Give only the lines from the one containing "Where in the photo above can the peeling" through the end of the material below, exactly as written.
[START OF RAW DATA]
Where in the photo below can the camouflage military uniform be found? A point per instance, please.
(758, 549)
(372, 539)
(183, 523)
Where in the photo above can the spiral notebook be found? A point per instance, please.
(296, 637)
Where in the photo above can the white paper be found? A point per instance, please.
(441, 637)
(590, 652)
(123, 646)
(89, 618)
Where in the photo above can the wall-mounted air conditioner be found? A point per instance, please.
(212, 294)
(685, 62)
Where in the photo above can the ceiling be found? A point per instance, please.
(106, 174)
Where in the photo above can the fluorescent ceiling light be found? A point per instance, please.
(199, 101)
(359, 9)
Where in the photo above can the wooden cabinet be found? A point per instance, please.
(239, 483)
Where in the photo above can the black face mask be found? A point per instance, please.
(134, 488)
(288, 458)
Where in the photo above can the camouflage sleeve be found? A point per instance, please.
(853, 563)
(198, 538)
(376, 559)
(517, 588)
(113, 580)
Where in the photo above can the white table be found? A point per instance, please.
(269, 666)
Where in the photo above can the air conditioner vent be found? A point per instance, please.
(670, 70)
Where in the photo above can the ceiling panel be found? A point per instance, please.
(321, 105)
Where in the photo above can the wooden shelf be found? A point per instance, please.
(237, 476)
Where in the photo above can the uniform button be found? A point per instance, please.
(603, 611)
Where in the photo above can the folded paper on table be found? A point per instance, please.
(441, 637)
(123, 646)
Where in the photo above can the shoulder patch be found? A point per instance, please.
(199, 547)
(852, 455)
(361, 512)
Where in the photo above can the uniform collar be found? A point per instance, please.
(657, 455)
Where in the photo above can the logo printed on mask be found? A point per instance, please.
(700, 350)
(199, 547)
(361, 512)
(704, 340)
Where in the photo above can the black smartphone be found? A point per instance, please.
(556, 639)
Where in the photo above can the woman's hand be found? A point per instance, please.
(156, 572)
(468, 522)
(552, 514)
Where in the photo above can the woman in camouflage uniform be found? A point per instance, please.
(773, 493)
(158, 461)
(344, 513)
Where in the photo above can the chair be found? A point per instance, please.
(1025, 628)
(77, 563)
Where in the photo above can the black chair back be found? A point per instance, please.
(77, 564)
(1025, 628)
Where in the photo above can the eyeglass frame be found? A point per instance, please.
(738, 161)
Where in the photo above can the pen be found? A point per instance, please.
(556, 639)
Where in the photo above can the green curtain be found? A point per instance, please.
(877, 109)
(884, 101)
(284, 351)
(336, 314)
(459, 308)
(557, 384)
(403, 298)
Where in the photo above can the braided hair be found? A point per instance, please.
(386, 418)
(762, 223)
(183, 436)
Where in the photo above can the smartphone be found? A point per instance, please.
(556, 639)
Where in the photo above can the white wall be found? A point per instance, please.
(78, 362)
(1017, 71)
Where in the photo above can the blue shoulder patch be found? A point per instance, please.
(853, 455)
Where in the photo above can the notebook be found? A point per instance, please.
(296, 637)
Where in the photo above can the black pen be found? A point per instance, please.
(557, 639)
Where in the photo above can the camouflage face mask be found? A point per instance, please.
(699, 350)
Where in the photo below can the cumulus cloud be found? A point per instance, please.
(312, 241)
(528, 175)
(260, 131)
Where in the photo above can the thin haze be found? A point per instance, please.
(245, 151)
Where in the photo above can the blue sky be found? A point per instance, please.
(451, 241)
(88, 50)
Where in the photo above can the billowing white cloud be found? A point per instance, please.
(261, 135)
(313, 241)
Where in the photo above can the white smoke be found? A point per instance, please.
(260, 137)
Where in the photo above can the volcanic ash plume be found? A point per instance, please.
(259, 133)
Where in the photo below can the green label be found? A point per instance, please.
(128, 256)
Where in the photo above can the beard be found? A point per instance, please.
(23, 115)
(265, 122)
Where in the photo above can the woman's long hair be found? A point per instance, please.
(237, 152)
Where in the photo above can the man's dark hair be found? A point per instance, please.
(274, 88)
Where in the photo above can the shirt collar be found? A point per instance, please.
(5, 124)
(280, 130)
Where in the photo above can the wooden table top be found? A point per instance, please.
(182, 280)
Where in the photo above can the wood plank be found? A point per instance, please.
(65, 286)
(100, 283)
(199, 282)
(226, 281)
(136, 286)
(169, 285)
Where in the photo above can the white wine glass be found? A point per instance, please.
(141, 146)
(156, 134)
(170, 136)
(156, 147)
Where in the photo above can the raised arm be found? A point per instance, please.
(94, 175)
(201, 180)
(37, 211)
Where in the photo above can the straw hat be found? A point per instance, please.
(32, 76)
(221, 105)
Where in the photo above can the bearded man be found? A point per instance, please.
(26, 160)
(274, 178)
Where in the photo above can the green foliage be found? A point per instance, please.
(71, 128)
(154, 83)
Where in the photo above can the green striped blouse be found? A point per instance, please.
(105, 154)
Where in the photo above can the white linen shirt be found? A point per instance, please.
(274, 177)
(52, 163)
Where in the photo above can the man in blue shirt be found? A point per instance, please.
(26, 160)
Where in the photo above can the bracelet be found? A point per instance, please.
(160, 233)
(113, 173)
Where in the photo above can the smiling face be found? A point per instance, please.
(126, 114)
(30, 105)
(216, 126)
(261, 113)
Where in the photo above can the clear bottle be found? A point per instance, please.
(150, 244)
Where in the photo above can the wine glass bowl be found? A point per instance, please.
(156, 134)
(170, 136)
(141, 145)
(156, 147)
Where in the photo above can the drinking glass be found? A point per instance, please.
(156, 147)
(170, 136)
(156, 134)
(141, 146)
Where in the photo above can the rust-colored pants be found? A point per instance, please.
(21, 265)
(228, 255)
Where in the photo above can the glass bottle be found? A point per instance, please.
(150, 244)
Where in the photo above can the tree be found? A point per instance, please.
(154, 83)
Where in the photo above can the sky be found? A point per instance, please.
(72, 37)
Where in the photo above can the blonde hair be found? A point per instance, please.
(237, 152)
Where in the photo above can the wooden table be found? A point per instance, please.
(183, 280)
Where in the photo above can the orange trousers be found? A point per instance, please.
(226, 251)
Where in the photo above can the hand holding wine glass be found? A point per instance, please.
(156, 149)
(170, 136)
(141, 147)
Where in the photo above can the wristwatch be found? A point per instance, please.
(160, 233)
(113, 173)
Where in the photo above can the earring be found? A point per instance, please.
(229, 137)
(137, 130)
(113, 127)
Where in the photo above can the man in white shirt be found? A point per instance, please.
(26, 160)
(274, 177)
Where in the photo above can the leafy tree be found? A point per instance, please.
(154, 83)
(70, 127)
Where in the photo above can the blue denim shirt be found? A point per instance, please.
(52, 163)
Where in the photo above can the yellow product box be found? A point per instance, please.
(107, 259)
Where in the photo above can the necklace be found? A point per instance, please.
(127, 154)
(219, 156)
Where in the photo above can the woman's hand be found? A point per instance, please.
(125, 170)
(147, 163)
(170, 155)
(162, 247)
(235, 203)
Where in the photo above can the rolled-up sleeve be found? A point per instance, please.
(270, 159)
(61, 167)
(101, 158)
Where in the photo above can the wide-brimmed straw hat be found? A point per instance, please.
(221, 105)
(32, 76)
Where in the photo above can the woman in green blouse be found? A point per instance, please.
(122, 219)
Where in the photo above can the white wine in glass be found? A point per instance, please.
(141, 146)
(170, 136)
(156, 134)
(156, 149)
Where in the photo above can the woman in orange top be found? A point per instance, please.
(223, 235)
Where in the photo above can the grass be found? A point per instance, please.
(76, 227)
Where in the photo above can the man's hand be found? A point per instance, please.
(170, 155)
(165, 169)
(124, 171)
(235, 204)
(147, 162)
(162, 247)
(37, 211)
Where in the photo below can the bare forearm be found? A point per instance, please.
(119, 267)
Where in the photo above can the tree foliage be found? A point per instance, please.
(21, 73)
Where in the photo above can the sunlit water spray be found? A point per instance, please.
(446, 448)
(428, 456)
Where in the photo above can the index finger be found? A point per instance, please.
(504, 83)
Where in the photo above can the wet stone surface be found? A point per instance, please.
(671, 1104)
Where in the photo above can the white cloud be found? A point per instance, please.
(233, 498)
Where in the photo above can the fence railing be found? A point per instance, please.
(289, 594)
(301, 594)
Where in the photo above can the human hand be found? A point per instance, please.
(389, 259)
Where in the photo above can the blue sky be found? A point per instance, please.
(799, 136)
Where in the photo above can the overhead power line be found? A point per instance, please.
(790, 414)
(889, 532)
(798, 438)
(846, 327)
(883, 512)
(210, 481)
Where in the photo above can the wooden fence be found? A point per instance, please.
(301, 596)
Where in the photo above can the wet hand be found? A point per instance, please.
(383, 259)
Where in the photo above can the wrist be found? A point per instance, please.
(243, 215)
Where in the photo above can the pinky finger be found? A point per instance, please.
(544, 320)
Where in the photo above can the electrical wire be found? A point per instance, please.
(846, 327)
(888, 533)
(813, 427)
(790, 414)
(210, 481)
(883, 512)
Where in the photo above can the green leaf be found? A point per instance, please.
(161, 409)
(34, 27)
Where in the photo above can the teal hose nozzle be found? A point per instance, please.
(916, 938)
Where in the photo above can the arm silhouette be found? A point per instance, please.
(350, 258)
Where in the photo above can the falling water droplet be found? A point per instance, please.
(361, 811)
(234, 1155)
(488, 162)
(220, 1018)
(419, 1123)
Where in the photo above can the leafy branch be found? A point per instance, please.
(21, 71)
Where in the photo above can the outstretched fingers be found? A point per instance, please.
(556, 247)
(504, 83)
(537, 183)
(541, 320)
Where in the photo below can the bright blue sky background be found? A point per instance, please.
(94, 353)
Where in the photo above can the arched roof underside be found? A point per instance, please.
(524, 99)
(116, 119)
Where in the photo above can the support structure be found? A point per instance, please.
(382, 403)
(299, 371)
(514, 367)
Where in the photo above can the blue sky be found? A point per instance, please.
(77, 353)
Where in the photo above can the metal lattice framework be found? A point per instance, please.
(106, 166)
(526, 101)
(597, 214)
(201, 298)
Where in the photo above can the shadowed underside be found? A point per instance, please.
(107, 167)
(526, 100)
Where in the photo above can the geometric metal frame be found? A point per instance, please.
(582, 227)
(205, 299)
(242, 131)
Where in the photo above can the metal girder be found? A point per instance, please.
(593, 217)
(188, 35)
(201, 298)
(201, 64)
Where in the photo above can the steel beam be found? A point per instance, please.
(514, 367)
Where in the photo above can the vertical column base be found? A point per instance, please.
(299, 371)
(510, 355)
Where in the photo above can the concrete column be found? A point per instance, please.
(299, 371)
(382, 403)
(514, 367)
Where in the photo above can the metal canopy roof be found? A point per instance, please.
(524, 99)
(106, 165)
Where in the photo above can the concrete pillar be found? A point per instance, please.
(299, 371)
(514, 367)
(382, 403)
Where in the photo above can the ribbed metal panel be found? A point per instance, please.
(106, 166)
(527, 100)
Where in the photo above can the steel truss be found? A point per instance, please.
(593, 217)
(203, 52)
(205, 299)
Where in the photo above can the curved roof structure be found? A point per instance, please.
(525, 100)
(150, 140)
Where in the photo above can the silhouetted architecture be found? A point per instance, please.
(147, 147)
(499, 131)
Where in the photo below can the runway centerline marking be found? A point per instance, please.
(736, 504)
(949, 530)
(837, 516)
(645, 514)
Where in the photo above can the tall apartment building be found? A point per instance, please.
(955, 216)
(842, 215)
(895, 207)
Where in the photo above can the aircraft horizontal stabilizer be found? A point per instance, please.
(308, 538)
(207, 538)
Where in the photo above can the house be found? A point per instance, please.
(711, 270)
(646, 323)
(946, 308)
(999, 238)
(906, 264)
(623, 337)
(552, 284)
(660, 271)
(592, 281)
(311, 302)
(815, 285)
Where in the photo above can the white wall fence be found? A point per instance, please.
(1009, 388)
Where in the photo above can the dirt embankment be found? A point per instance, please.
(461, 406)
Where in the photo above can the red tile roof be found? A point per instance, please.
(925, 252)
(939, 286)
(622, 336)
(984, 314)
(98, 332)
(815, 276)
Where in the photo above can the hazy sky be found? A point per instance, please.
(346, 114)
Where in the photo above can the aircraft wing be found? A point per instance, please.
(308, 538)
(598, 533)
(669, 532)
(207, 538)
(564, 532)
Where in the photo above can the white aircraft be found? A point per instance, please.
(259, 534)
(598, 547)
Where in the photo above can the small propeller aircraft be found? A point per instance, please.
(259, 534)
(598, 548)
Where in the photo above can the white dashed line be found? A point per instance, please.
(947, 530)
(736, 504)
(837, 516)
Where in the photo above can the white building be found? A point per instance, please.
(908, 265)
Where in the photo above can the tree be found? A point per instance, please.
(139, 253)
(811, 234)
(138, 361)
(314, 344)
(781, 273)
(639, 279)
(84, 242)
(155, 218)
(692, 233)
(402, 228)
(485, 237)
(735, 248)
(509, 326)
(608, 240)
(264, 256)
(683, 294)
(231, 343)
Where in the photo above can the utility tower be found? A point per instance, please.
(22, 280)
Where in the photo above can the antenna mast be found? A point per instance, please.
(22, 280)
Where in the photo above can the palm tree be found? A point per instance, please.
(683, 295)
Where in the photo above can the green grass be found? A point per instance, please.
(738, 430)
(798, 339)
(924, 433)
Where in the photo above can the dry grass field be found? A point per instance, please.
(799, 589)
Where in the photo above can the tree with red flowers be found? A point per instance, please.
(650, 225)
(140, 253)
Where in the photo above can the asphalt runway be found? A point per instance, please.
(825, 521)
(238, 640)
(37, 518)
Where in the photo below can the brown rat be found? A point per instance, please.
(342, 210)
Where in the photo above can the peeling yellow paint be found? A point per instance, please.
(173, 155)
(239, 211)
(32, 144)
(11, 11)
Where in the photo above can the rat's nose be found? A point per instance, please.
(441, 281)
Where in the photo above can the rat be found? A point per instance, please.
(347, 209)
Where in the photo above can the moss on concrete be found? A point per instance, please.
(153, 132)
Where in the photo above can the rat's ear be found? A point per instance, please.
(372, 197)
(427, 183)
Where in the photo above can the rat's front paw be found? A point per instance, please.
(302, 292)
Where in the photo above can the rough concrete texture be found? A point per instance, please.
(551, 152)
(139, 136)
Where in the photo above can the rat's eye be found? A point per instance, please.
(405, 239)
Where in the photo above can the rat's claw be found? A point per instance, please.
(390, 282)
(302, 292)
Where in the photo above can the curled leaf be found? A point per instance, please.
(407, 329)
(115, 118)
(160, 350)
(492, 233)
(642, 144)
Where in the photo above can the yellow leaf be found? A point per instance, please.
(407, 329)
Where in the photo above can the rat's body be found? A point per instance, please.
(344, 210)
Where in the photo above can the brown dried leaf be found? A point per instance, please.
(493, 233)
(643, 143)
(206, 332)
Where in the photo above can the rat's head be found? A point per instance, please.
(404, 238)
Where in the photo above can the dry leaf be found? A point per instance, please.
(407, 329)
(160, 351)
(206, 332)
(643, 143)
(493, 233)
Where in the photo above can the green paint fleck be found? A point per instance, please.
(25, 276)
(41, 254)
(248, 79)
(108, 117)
[END OF RAW DATA]
*RESULT*.
Where in the photo above can the peeling yellow paint be found? A point per instance, please.
(173, 155)
(239, 211)
(32, 144)
(11, 11)
Where in the photo above can the rat's nose be found? A point per instance, please.
(441, 281)
Where in the photo above can the rat be found? A point per instance, please.
(347, 209)
Where in the photo above can the moss on concrete be found? A point per instance, please.
(153, 132)
Where in the photo above can the rat's ear be found? A point per instance, please.
(372, 197)
(427, 183)
Where in the photo above can the rat's front paw be found? A point per instance, please.
(302, 292)
Where in the photo above can the rough concrete texture be found? A point per instance, please.
(551, 152)
(139, 136)
Where in the photo above can the rat's eye be found? A point per instance, please.
(405, 239)
Where in the photo above can the rat's claw be found? A point per instance, please.
(390, 282)
(302, 292)
Where in the photo above can the curled leaf be found? A point per instance, please.
(407, 329)
(115, 118)
(160, 350)
(492, 233)
(642, 144)
Where in the photo above can the yellow leaf be found? A point per instance, please.
(407, 329)
Where in the photo above can the rat's body be found? A point per instance, please.
(344, 210)
Where in the photo above can the brown dried leaf be found? A point per instance, please.
(493, 233)
(643, 143)
(206, 332)
Where in the photo above can the rat's head be found? A point per instance, please.
(404, 238)
Where in the photo above can the dry leaf be found? A point per instance, please.
(407, 329)
(160, 351)
(206, 332)
(643, 143)
(493, 233)
Where in the photo above can the green paint fleck be found? A point per instance, please.
(25, 276)
(41, 254)
(248, 79)
(108, 117)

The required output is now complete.